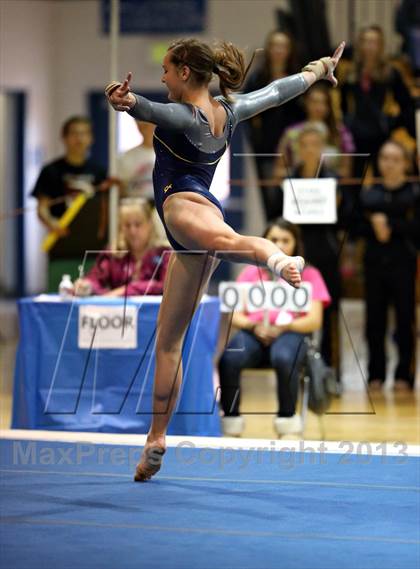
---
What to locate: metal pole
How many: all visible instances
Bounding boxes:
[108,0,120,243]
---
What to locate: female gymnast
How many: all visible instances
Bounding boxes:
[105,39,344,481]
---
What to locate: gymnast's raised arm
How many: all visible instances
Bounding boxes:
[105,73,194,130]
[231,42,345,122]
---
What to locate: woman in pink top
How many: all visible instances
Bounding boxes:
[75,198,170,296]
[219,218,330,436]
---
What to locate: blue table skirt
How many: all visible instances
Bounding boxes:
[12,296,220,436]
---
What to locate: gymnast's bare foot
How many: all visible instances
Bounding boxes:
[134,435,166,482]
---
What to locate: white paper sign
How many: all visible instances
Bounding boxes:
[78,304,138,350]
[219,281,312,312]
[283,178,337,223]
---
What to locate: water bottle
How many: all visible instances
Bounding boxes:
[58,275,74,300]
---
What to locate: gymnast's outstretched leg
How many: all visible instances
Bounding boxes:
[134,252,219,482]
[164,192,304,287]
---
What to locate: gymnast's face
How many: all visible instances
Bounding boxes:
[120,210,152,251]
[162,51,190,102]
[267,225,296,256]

## Task to complete
Tally how many lines of the listing contain the word "gymnast". Reply with the number alone.

## Solution for this task
5